══ Page text ══
Schools' Covid facilities full while closure extensions loom
With increasing indications that the government may extend the current lockdown past January 19 and keep schools closed, the emergency care facilities at schools and daycare centers are already overflowing. Some schools even have to refuse children, because there is simply no room, NOS reported after speaking with those involved.
Emergency care facilities at schools during the lockdown are meant for vulnerable children, who for example have a learning disability or a difficult situation at home, and children whose parents have crucial professions. During the first lockdown in the spring of last year, limited use was made of these facilities. But parents are relying on them much more now.
Ad Veen, spokesperson for primary schools' organization PO-Raad, estimates that many schools are currently accommodating 25 to 40 percent of their pupils in emergency care. "The expectations surrounding emergency care are currently unrealistic," he said to NOS. The Childcare Industry Association and the general association of school leaders AVS gave the broadcaster similar figures.
The AVS is getting signals from schools that are reaching their limits due to increased demand for emergency care. The association therefore called on parents to only use emergency care when there is really no other option. "The schools may have enough room in terms of space, but you also need the staff. There is often a shortage of that. Now PE teachers, teaching assistants and trainees are helping out," spokesperson Rob van Ooijen said to NOS.
Part of the problem is that parents have a wrong image of what a day in the emergency care at school entails, those involved said to the broadcaster. It is not so that kids at emergency care get lessons from teachers there. They also have to follow the online lessons. The only difference is that the laptop is at their school desk and not at home.
It's not only schools that are struggling, parents are also reaching their limits, Marjet Winsemuis of the Foundation for Working Parents said to the broadcaster. "My mailbox exploded when the news that the lockdown may be extended came out: so many parents can't any more," she said. In the spring, parents were hesitant to use the emergency care facilities. "Now they say: hello, I have the right to childcare. I have a crucial profession. It's just not possible, working with a toddler on your lap."
═══
══ Data under study ══
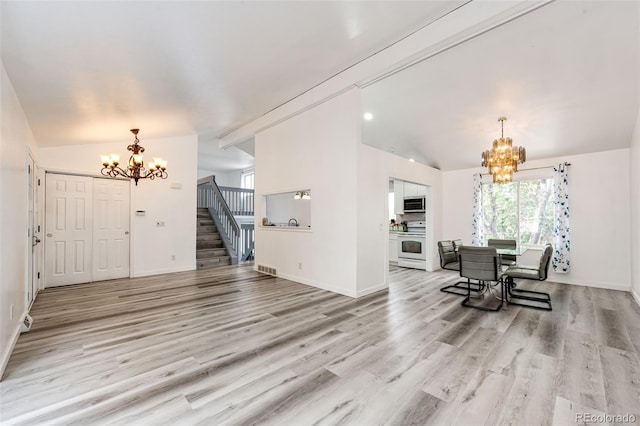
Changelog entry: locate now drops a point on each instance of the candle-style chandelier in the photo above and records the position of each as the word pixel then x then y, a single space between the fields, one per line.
pixel 135 168
pixel 502 159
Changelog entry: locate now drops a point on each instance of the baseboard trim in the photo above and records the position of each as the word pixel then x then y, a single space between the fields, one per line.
pixel 8 350
pixel 316 284
pixel 371 290
pixel 163 271
pixel 636 296
pixel 559 278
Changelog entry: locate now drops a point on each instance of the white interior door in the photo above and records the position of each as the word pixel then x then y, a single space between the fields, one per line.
pixel 110 229
pixel 36 230
pixel 68 229
pixel 31 243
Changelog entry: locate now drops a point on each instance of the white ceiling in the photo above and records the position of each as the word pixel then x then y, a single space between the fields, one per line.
pixel 88 71
pixel 566 76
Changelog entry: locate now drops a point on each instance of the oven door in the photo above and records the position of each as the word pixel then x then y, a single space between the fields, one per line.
pixel 414 205
pixel 411 247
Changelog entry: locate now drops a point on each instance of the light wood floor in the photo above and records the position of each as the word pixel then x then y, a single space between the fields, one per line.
pixel 231 346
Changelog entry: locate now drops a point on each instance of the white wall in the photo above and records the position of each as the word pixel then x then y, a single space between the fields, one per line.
pixel 15 137
pixel 634 163
pixel 151 246
pixel 375 167
pixel 600 216
pixel 316 149
pixel 279 208
pixel 232 179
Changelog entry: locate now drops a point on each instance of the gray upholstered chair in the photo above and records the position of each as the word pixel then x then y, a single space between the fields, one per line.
pixel 520 297
pixel 481 264
pixel 506 259
pixel 448 258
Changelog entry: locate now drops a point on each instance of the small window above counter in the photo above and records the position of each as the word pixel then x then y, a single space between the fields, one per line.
pixel 287 210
═══
The problem = In the article about emergency care at schools, what share of their pupils does Ad Veen estimate many schools are now taking in?

Exercise output = 25 to 40 percent of their pupils.